Report each line of the entries that includes "trace" by copying it.
Supplied data section start
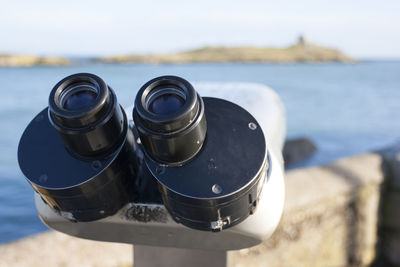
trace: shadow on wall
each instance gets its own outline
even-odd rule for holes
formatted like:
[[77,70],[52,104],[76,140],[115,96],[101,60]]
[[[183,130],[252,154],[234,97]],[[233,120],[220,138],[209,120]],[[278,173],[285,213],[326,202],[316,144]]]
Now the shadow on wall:
[[400,266],[400,142],[377,152],[384,159],[378,209],[378,242],[371,266]]
[[[362,181],[354,174],[351,170],[343,168],[338,165],[328,165],[324,167],[328,171],[335,173],[338,177],[342,178],[346,183],[350,183],[353,188],[356,188],[354,192],[354,198],[348,203],[348,210],[346,216],[347,223],[347,240],[346,240],[346,253],[347,263],[349,266],[360,266],[362,265],[361,255],[365,248],[362,246],[367,243],[364,240],[366,236],[362,228],[363,222],[363,197],[362,197]],[[363,222],[364,223],[364,222]]]

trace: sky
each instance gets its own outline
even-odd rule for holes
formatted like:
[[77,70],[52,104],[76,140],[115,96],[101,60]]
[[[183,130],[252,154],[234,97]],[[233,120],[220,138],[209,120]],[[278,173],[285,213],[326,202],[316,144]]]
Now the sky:
[[356,58],[400,58],[399,0],[0,0],[0,7],[0,53],[100,56],[205,45],[282,47],[304,34]]

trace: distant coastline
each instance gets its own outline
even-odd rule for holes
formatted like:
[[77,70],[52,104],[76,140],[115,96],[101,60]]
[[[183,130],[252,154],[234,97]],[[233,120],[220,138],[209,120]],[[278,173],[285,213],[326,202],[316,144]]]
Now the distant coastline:
[[71,62],[63,57],[0,54],[0,67],[66,66]]
[[318,46],[300,37],[289,47],[214,47],[207,46],[195,50],[170,54],[116,55],[96,59],[101,63],[206,63],[206,62],[355,62],[343,52]]
[[[199,49],[165,54],[128,54],[88,59],[88,63],[320,63],[320,62],[356,62],[343,52],[308,42],[300,36],[297,43],[284,47],[225,47],[206,46]],[[73,59],[63,57],[39,57],[0,54],[0,67],[19,66],[66,66],[79,64]]]

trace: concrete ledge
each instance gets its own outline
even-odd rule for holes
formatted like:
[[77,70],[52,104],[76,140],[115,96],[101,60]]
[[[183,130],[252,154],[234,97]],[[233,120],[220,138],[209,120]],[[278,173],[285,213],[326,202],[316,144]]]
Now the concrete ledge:
[[370,264],[383,178],[377,154],[287,172],[285,209],[277,231],[259,246],[229,252],[229,266]]
[[49,231],[0,246],[6,266],[132,266],[131,245],[99,242]]
[[[287,172],[277,231],[259,246],[229,252],[228,266],[371,264],[385,177],[382,164],[381,156],[369,153]],[[129,266],[131,248],[48,232],[0,246],[0,266]]]

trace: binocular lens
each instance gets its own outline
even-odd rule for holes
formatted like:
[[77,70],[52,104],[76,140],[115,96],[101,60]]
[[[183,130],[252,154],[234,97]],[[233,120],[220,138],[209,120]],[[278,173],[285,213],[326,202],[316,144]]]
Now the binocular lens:
[[64,89],[59,105],[70,111],[81,110],[94,104],[98,88],[93,84],[77,83]]
[[169,115],[180,110],[185,103],[185,95],[176,88],[162,88],[148,97],[147,109],[157,115]]

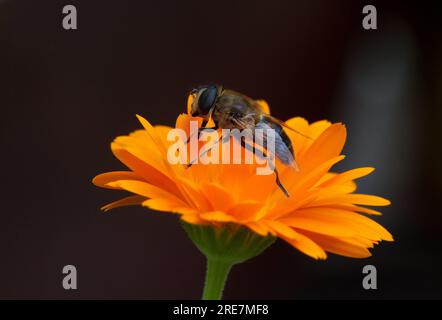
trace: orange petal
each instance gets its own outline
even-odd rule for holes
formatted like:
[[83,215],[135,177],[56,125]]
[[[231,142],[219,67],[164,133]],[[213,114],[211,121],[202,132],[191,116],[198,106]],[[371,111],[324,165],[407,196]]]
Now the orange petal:
[[299,166],[308,170],[340,155],[346,136],[344,125],[332,124],[313,142],[305,154],[298,158]]
[[[280,217],[298,208],[299,203],[306,200],[305,197],[300,197],[300,195],[304,195],[306,190],[315,185],[316,182],[328,170],[330,170],[334,164],[338,163],[344,158],[345,156],[335,157],[322,163],[320,166],[309,172],[301,171],[299,173],[294,173],[293,170],[284,171],[281,180],[284,186],[287,188],[290,197],[287,198],[284,196],[284,194],[282,194],[282,192],[275,190],[275,192],[269,198],[269,203],[273,204],[273,208],[265,212],[263,211],[262,213],[266,216],[274,217],[276,215],[276,217]],[[262,217],[258,216],[258,218]]]
[[262,223],[248,222],[246,223],[246,227],[248,227],[253,232],[259,234],[260,236],[266,237],[269,235],[269,229]]
[[105,173],[101,173],[99,175],[96,175],[92,179],[92,183],[95,184],[97,187],[108,188],[108,189],[119,189],[119,188],[111,187],[108,185],[109,182],[114,182],[117,180],[144,181],[142,178],[137,176],[132,171],[112,171],[112,172],[105,172]]
[[379,196],[368,194],[344,194],[318,197],[312,202],[312,206],[326,206],[333,204],[360,204],[366,206],[388,206],[391,202]]
[[185,177],[177,177],[176,179],[180,182],[182,189],[196,208],[200,211],[212,210],[209,200],[200,192],[199,186],[194,181]]
[[330,127],[332,124],[328,120],[319,120],[316,122],[313,122],[309,126],[309,137],[316,140],[328,127]]
[[186,132],[187,136],[190,134],[190,121],[198,121],[198,128],[201,127],[203,119],[200,117],[191,117],[188,114],[180,114],[175,121],[175,128],[182,129]]
[[[302,134],[309,136],[310,129],[307,120],[301,117],[291,118],[287,120],[286,125],[290,128],[295,129]],[[295,151],[296,158],[298,158],[307,149],[307,147],[312,143],[312,140],[303,137],[302,135],[293,132],[292,130],[284,130],[292,141],[293,149]],[[311,137],[312,138],[312,137]]]
[[280,221],[295,229],[313,231],[329,236],[352,237],[358,234],[357,231],[349,226],[334,221],[315,219],[311,216],[297,216],[293,214],[290,217],[280,219]]
[[200,217],[210,222],[235,222],[235,218],[222,211],[210,211],[201,213]]
[[154,129],[157,132],[157,135],[162,143],[166,146],[166,149],[168,149],[174,143],[174,141],[168,141],[167,136],[170,130],[173,130],[174,128],[171,128],[169,126],[156,125],[154,126]]
[[116,182],[111,182],[110,186],[119,187],[121,189],[136,193],[146,198],[171,199],[177,203],[180,203],[182,207],[188,207],[185,202],[183,202],[181,199],[177,198],[173,194],[146,182],[135,180],[119,180]]
[[187,97],[187,113],[190,114],[192,112],[192,104],[193,104],[193,95],[189,94]]
[[141,160],[129,151],[121,148],[121,146],[112,143],[111,149],[115,157],[124,163],[136,175],[143,177],[146,181],[163,188],[171,193],[178,194],[179,191],[175,183],[166,175],[165,171],[158,170],[158,167],[148,164],[146,159]]
[[361,213],[371,214],[371,215],[375,215],[375,216],[382,215],[382,213],[377,210],[364,208],[364,207],[360,207],[360,206],[355,206],[352,204],[335,204],[335,205],[331,205],[328,207],[334,208],[334,209],[342,209],[342,210],[346,210],[346,211],[361,212]]
[[262,206],[258,201],[244,201],[229,208],[227,212],[239,221],[253,221]]
[[161,154],[166,154],[166,148],[165,148],[163,142],[161,141],[161,139],[158,137],[158,134],[155,131],[155,128],[150,124],[149,121],[147,121],[142,116],[140,116],[138,114],[136,116],[138,118],[138,121],[140,121],[141,125],[146,130],[149,137],[152,139],[152,141],[155,142],[155,144],[156,144],[157,148],[159,149],[159,151],[161,152]]
[[365,177],[372,173],[374,171],[374,168],[371,167],[363,167],[363,168],[356,168],[352,170],[348,170],[342,173],[339,173],[335,175],[333,178],[326,181],[323,185],[329,186],[332,184],[344,184],[346,182],[356,180],[362,177]]
[[201,219],[198,214],[183,214],[181,220],[191,224],[207,224],[207,221]]
[[356,245],[351,238],[340,239],[311,232],[303,232],[326,251],[350,258],[368,258],[371,256],[367,248]]
[[258,106],[262,112],[264,112],[265,114],[270,114],[270,107],[269,107],[269,104],[267,103],[267,101],[256,100],[256,102],[258,103]]
[[139,205],[144,200],[146,200],[146,197],[143,197],[143,196],[137,196],[137,195],[129,196],[129,197],[114,201],[112,203],[109,203],[109,204],[101,207],[101,210],[103,210],[104,212],[107,212],[109,210],[119,208],[119,207]]
[[313,192],[317,197],[334,197],[334,196],[340,196],[340,195],[347,195],[355,191],[354,185],[331,185],[329,187],[319,187],[313,189]]
[[323,207],[306,208],[295,211],[291,216],[305,217],[335,225],[342,225],[370,240],[393,241],[393,236],[380,224],[363,215],[350,211]]
[[334,177],[336,177],[338,174],[334,173],[334,172],[327,172],[326,174],[324,174],[321,179],[318,180],[318,182],[316,183],[315,187],[318,186],[322,186],[325,185],[326,182],[330,181],[331,179],[333,179]]
[[277,220],[263,220],[262,224],[266,225],[273,233],[287,238],[287,239],[297,239],[298,233],[287,226],[286,224],[279,222]]
[[[297,192],[296,196],[298,199],[295,200],[294,204],[286,205],[285,209],[280,211],[276,217],[282,217],[285,213],[290,211],[295,211],[298,208],[303,207],[318,207],[318,199],[327,197],[332,198],[340,195],[349,194],[355,191],[355,185],[332,185],[330,187],[324,188],[312,188],[310,190],[305,190]],[[273,215],[272,215],[273,216]]]
[[[140,138],[140,136],[144,136],[144,139]],[[166,168],[164,155],[159,151],[145,130],[138,130],[128,136],[115,138],[111,144],[111,149],[127,150],[157,170],[165,170]]]
[[176,199],[171,198],[155,198],[143,201],[142,205],[148,207],[152,210],[163,211],[163,212],[173,212],[173,213],[195,213],[196,211],[185,207],[181,201],[176,201]]
[[308,255],[309,257],[312,257],[313,259],[317,260],[327,259],[327,254],[325,253],[325,251],[312,239],[306,237],[303,234],[298,233],[296,239],[288,239],[288,238],[283,238],[283,239],[292,246],[294,246],[296,249]]
[[218,183],[203,183],[201,190],[214,210],[225,211],[234,204],[232,195]]
[[[301,173],[301,177],[298,180],[295,180],[294,183],[288,187],[290,193],[294,193],[299,189],[307,189],[316,184],[324,174],[327,173],[328,170],[336,163],[342,161],[345,156],[337,156],[331,159],[326,160],[325,162],[320,163],[318,166],[315,166],[311,171],[304,171]],[[292,172],[290,172],[292,173]]]

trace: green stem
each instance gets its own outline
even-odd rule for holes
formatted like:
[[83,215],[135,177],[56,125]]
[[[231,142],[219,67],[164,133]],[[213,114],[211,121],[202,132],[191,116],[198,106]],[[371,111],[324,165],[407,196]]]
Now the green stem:
[[226,285],[227,276],[232,262],[207,258],[206,281],[204,283],[203,300],[220,300]]

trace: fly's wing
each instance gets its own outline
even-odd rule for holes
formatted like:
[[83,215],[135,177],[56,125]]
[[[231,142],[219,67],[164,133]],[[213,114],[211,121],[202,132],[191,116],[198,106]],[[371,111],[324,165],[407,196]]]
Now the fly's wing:
[[227,118],[239,130],[253,129],[255,126],[254,114],[227,114]]
[[[285,165],[291,166],[298,170],[298,165],[295,161],[292,142],[287,134],[284,132],[282,127],[275,122],[271,122],[268,120],[260,121],[255,126],[256,129],[262,129],[262,135],[256,134],[255,131],[255,143],[262,148],[264,148],[268,154],[276,157]],[[271,150],[268,145],[268,129],[272,129],[274,133],[274,150]]]
[[[250,98],[248,98],[248,99],[250,99]],[[258,111],[259,114],[261,114],[262,118],[265,121],[278,124],[279,126],[284,127],[285,129],[289,129],[290,131],[293,131],[293,132],[303,136],[306,139],[310,139],[310,140],[312,139],[309,136],[305,135],[304,133],[299,132],[298,130],[288,126],[284,121],[281,121],[278,118],[271,116],[269,114],[269,112],[270,112],[269,105],[264,100],[255,100],[255,101],[253,101],[253,103],[251,103],[251,105],[255,110]]]
[[[238,103],[231,106],[231,108],[235,110],[237,114],[241,114],[241,116],[237,116],[234,117],[235,119],[232,119],[232,122],[235,123],[235,127],[238,129],[262,129],[262,135],[256,135],[255,131],[254,143],[266,150],[267,154],[278,158],[285,165],[291,166],[298,170],[298,165],[294,158],[292,142],[285,133],[283,127],[293,130],[306,138],[308,137],[287,126],[281,120],[265,113],[266,111],[268,112],[268,107],[264,107],[261,103],[257,103],[251,99],[247,100],[246,98],[243,98],[240,101],[245,103]],[[267,129],[274,130],[274,150],[268,150]]]
[[269,114],[263,114],[262,116],[263,116],[264,119],[266,119],[267,121],[269,121],[271,123],[278,124],[279,126],[285,128],[285,129],[289,129],[290,131],[293,131],[294,133],[297,133],[297,134],[303,136],[306,139],[312,140],[311,137],[305,135],[304,133],[302,133],[302,132],[300,132],[300,131],[298,131],[298,130],[290,127],[290,126],[288,126],[284,121],[279,120],[278,118],[275,118],[275,117],[273,117],[273,116],[271,116]]

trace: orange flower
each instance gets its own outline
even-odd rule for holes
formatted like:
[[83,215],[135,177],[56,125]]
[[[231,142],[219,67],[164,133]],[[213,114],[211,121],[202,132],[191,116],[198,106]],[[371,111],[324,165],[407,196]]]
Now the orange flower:
[[[263,102],[263,107],[266,104]],[[172,165],[167,160],[171,129],[152,126],[137,116],[143,130],[117,137],[114,155],[130,170],[103,173],[97,186],[133,193],[104,206],[107,211],[126,205],[142,205],[157,211],[178,213],[190,224],[238,224],[265,236],[277,236],[315,259],[326,252],[347,257],[370,256],[369,248],[391,234],[362,214],[380,215],[363,206],[386,206],[384,198],[358,194],[354,180],[370,174],[370,167],[343,173],[330,169],[344,159],[345,126],[318,121],[309,124],[292,118],[288,126],[311,137],[286,130],[292,140],[300,170],[277,164],[290,197],[275,184],[274,175],[256,175],[253,164]],[[176,128],[189,130],[188,115],[180,115]]]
Supplied data section end
» Result of this task:
trace: shadow on wall
trace: sky
trace: distant coastline
trace: concrete ledge
trace: binocular lens
trace: orange petal
trace: green stem
trace: fly's wing
trace: orange flower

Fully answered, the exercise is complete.